=== SOURCE EXTRACT ===
HEROES OF 1992 REMEMBERED: Anthony Molloy

Tom Comack


Tom Comack

Anthony Molloy will forever remember the unbelievable feeling of joy and satisfaction at the final whistle at the end of the 1992 All-Ireland final.

Anthony Molloy will forever remember the unbelievable feeling of joy and satisfaction at the final whistle at the end of the 1992 All-Ireland final.

Even 20 years on, the man who climbed the steps of the Hogan Stand to lift the much coveted Sam Maguire and coined the forever to be remembered phrase ‘Sam is for the Hills’.

The memory is with the big man from Leamagowra, in the Hills above Ardara, as if it was only yesterday.

“It was an unbelievable feeling, climbing those steps. I find it hard to find the words to describe it other than to say I felt like I was walking on water and no man will experience anything like it in his lifetime,” said Anthony.

“It was simply unbelievable heading up those steps to lift the biggest prize in Irish sport. It was boyhood dream stuff and it is what every young boy that ever plays the game dreams of. It is the Holy Grail.”

It was the finale to an amazing journey, when referee Tommy Sugrue blew the final whistle. It was the signal to begin one of the biggest parties that ever took place in Donegal.

“It was crazy, I did not even get to shake hands with the players and congratulate them. Seconds after the final whistle John Leonard (Croke Park steward), had me by the arm and before I knew I was half-way up the steps of the Hogan Stand and on my way to picking up Sam.

“At that very moment it was like if I was walking on water and when I turned around all I could see was a sea of green and gold. It was magic and I thought to myself this is what it is all about and this is the place to be on All-Ireland final day. This is what all the hard work is for.”

And where did the now famous catch phrase ‘Sam is for the Hill’s come from?

“It was off the cuff; it just came out in the emotion of the occasion. Anyone that knows where I come from and grew up; it is pretty hilly and mountainy countryside and I suppose after all those days of walking and hitching a lift into Ardara to train and play-football and home again afterwards it just came back to me, and it just seemed the most natural thing in the world to say.”

The return to Donegal with Sam Maguire in his arms on the Monday night was something special too and the party that followed over the next few months were an amazing experience if a little demanding for Anthony and his team mates.
===
BRIEF A: Echo the piece on Anthony Molloy word for word, starting at "It was the finale" and ending at "place in Donegal.".
BRIEF B: Give what follows in the article on Anthony Molloy and the 1992 All-Ireland final, picking up after its last sentence.
=== ENTRIES PROVIDED ===
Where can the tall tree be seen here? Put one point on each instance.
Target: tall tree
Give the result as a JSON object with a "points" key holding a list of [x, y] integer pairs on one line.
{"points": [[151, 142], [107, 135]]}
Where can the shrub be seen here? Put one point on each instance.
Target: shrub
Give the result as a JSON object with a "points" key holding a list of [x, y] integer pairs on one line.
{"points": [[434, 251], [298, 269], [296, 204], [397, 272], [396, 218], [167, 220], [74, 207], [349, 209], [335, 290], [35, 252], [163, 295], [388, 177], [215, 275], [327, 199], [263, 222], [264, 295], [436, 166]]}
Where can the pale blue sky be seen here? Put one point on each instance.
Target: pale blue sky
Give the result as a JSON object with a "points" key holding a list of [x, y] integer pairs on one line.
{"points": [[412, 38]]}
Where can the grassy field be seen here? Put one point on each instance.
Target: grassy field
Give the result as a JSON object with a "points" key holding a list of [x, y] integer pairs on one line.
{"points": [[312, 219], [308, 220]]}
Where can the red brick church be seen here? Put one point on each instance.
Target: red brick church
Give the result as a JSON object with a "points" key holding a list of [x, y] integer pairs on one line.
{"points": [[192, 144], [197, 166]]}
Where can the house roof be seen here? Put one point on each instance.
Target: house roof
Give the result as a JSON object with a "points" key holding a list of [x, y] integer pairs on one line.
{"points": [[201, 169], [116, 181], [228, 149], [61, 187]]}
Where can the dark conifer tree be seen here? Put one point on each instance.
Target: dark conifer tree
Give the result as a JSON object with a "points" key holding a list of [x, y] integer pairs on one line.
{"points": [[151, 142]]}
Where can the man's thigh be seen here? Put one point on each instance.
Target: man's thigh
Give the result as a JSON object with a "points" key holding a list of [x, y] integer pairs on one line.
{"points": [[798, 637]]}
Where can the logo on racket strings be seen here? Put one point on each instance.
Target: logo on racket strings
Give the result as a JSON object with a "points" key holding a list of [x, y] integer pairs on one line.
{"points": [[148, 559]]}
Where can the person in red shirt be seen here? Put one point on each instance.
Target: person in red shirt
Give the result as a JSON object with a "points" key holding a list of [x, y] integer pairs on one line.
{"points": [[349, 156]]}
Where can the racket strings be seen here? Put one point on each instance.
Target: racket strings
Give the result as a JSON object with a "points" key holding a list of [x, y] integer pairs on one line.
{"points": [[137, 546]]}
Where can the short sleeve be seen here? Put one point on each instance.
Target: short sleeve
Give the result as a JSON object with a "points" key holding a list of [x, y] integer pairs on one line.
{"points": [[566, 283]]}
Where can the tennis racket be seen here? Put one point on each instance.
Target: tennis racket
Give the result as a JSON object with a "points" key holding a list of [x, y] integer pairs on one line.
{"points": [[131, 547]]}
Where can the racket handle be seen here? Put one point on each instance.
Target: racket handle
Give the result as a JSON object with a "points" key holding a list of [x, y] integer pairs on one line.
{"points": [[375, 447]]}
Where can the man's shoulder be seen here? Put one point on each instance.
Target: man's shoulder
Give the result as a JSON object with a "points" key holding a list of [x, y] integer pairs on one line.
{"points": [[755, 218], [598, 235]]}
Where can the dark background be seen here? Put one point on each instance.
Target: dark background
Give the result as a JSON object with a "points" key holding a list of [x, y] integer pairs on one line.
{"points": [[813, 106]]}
===
ANSWER SECTION A:
It was the finale to an amazing journey, when referee Tommy Sugrue blew the final whistle. It was the signal to begin one of the biggest parties that ever took place in Donegal.

ANSWER SECTION B:
“Crossing the border into Donegal and then doing the tour of the county and seeing the joy and emotion on the people’s faces was something special and will always remain with me until the day I kick the bucket. It was an amazing and never to be forgotten time even if it was a little draining and tiring, especially in the first couple of weeks; it was hectic and we got very little sleep.

“I was lucky enough I was working with the ESB at the time and they were very good to me and gave me time off, but for other lads it was difficult to combine work and family time and meet the demands of functions and presentations because everybody wanted us and we were wanted all over the country and abroad wherever there were Donegal people living.

“But it was all worth it. It was a special time for all Donegal people and unfortunately it was a one-off and we never got to experience the same again or since for the that matter. I suppose that is the big regret about the whole thing that any time since we have not brought Sam back to the county.

“We were not far away again in ‘93 even with a lot of injuries and I cannot help but feel if the backdoor was around back then I like to think we might have won another one or two at least, but it wasn’t to be and we have to do with the one we have. We were a very good team and certainly if we had everybody in ‘93 I don’t think we would have been far away.

“I suppose the one thing that every year that passes without winning it again illustrates is how difficult it is to win an All-Ireland. And I think this is something which all of us involved in ‘92 realise even more with each passing year.

“At least the signs are looking good again and hopefully we are going in the right direction again under Jim (McGuinness) and it won’t be long until we have something to celebrate once more. It is long overdue.”

Anthony played on for two more years after ‘92 before calling it a day following the 1994 Ulster semi-final championship defeat to Tyrone, ironically, in Breffni Park, where the great All-Ireland odyssey began two years earlier.

By the time he hung up the boots he had three Ulster senior, one Ulster U-21 Ulster and two All-Ireland medals (one senior and one U-21) safely tucked away in a trophy cabinet. But the Celtic Cross from 1992 takes pride of place in the cabinet.

Not bad for a man who defied medical science and his doctors to come back for one more year in ‘92 after being told by medics that his gammy knees would never stick the pace.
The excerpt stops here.